_GIVEN REQUEST_: According to the excerpt on the Ref C vote, how much did John Andrews estimate the pro-C forces had spent on the referendum?

_EXCERPT TO READ_:
I've had some time to mull over the results of last night's votes on Ref C and D, and, while my analysis is by no means expert, I will share my impressions nonetheless.
Reasons C won:
1. Money, money, money, MUUU-NEE-EEY! John Andrews yesterday, on KHOW with Dan and Craig, estimated that the pro-C forces had spent about $6 million on the ref, while anti-C had only been able to raise about $2 mils. When you couple that with the endorsements of nearly every newspaper in the state, and factor in the bipartisan support for the measures coming from the Statehouse (ahem, Gov Owens . .. ), it's a miracle that it was just a four point race. This could EEEasily have been a ten- to fourteen-point win.

Records pointing to named objects
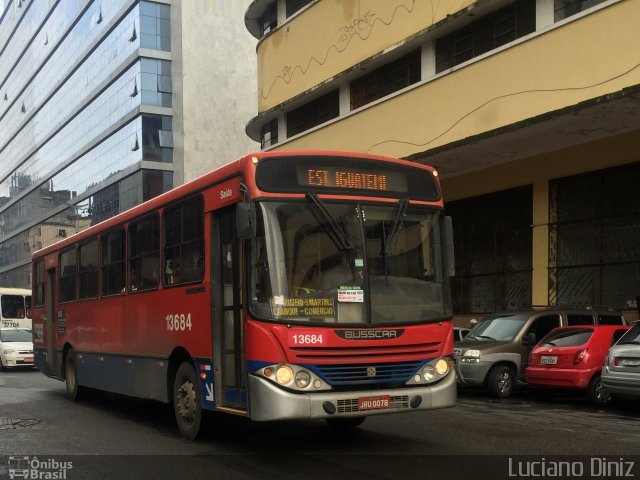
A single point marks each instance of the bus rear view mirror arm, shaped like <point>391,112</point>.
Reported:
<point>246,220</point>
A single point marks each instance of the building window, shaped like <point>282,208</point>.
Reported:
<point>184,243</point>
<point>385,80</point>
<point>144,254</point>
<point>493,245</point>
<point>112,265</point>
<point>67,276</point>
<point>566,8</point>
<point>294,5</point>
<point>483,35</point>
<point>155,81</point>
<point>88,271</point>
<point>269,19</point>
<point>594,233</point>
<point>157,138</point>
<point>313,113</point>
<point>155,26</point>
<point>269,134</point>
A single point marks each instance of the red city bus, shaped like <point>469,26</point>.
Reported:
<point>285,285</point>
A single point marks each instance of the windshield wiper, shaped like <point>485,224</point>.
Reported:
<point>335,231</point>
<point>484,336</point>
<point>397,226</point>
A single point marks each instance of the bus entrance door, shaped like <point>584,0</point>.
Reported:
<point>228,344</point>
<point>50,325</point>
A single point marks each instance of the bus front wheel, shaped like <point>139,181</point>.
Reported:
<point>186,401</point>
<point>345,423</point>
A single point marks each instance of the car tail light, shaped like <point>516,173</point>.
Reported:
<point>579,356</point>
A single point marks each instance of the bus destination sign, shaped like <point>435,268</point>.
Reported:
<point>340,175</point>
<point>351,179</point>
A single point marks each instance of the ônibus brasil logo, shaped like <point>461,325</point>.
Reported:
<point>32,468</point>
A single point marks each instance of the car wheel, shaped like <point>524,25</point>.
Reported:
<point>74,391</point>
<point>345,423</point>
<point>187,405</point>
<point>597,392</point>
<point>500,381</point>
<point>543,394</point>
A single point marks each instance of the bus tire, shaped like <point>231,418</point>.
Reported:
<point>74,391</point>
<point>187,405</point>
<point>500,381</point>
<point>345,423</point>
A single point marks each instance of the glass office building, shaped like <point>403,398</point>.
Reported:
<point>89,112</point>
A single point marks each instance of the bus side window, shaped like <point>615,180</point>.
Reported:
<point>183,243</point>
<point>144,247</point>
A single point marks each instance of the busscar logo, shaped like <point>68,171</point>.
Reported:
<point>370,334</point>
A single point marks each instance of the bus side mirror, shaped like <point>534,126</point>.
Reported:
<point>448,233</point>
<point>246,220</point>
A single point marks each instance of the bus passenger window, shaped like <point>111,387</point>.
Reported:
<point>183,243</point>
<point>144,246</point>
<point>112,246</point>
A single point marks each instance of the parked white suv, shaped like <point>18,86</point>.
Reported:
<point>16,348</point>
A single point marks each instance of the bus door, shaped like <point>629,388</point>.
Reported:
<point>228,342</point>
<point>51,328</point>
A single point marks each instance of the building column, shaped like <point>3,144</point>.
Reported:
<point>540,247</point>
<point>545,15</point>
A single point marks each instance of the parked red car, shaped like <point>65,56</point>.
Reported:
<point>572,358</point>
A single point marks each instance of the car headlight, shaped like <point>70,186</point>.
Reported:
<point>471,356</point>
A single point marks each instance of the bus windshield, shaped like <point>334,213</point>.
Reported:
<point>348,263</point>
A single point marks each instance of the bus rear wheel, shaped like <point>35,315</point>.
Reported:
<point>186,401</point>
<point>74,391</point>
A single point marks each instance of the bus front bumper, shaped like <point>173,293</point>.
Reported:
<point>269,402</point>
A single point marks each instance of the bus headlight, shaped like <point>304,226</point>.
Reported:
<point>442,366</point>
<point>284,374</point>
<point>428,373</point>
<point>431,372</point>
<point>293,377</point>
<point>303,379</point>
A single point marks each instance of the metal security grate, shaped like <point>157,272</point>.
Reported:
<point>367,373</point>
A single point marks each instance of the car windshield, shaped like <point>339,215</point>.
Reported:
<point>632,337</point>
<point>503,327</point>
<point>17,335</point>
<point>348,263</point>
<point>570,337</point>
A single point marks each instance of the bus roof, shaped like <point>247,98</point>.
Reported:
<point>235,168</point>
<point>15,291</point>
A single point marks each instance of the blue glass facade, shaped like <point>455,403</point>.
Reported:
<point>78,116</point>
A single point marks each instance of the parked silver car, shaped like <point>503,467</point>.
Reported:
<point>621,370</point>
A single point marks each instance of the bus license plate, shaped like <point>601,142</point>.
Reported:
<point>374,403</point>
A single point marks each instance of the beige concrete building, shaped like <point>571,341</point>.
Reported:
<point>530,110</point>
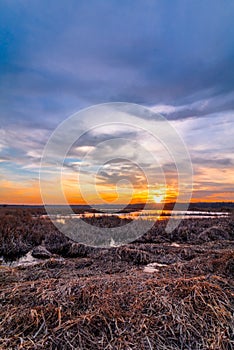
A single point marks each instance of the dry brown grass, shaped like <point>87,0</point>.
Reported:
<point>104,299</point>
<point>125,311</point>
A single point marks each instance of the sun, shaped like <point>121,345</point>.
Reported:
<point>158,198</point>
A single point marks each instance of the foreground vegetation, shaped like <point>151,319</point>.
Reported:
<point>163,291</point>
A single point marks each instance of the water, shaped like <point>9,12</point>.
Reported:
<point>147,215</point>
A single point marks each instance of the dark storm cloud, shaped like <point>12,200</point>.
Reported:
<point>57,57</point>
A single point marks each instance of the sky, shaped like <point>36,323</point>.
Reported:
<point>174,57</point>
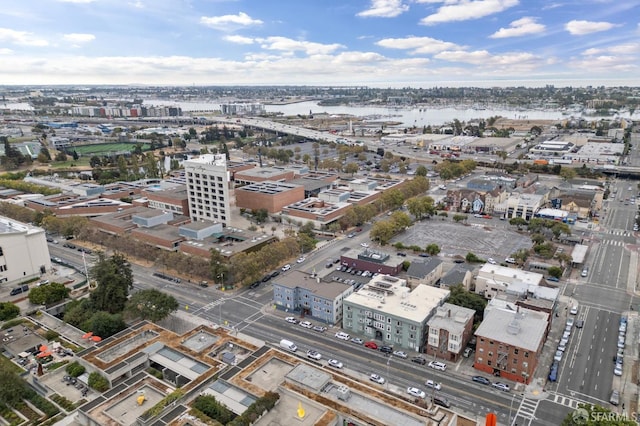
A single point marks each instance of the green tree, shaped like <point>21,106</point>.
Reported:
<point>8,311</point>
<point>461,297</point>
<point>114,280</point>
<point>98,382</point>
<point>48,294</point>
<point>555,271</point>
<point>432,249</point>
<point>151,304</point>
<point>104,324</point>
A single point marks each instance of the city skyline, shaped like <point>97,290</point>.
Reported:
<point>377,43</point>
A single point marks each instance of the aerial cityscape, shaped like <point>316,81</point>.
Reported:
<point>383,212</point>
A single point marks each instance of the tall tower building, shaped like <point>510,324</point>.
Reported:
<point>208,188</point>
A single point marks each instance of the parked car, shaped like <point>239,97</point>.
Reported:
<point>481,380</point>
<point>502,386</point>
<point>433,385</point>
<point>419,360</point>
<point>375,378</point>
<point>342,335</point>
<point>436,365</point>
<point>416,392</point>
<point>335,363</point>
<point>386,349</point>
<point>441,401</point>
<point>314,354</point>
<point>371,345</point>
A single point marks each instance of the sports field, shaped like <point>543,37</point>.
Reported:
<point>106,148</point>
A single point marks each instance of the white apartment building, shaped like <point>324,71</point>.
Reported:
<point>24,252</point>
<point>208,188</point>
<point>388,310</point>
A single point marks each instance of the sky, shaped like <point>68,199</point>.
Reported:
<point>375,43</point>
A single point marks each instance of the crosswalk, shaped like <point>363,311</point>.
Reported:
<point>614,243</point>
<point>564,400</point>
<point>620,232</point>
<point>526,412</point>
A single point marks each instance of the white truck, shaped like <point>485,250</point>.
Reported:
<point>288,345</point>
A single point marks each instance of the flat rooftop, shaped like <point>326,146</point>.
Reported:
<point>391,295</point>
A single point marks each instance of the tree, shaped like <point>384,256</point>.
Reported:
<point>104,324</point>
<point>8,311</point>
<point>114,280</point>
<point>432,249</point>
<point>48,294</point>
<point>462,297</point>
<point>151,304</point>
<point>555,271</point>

_REPLY TO THE TASK_: About $6 million.